> **Direction**:
Return each line of the listing below that contains the word "coach".

> **Supplied entries**:
....

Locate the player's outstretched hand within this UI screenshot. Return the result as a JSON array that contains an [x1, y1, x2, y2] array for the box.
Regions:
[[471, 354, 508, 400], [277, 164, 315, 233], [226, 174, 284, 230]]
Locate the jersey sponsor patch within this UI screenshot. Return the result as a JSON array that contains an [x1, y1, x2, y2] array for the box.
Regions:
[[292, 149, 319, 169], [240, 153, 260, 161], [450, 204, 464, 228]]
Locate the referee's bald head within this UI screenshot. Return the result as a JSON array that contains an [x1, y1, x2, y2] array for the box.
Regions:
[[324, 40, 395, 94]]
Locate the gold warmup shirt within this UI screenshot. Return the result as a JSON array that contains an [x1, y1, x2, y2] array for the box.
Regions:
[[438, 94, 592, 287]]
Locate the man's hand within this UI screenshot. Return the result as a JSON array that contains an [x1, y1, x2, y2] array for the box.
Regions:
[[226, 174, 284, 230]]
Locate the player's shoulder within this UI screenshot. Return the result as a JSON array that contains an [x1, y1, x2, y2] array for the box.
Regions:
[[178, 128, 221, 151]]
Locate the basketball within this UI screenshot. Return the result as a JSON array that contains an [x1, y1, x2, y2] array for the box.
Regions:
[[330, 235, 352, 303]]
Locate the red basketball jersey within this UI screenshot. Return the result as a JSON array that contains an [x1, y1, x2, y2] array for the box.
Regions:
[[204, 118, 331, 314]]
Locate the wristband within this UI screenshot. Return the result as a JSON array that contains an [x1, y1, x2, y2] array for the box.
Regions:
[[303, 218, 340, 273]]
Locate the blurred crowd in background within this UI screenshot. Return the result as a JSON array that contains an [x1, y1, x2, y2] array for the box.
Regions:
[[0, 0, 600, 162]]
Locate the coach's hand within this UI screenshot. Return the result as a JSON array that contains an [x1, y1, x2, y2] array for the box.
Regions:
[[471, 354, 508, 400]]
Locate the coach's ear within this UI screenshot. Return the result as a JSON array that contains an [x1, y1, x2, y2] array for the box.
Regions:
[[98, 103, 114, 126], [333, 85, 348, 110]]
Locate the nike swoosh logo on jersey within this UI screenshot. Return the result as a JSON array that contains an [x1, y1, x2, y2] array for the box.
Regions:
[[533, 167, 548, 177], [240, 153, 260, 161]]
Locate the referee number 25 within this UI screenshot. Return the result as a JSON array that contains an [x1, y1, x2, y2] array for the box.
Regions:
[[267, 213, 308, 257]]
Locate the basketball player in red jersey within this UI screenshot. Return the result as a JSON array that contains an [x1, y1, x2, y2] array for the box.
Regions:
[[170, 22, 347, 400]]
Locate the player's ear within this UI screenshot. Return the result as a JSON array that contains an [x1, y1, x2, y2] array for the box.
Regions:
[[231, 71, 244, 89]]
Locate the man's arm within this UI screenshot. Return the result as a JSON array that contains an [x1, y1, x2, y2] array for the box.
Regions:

....

> **Solution**:
Locate the coach's hand within this UI screenshot. Return the result as a JSON array that contains an [x1, y1, x2, y2] array for the box.
Locate the coach's ear within this UI screenshot. Return the result as a JSON array that contains an [x1, y1, x2, y2] array for the box.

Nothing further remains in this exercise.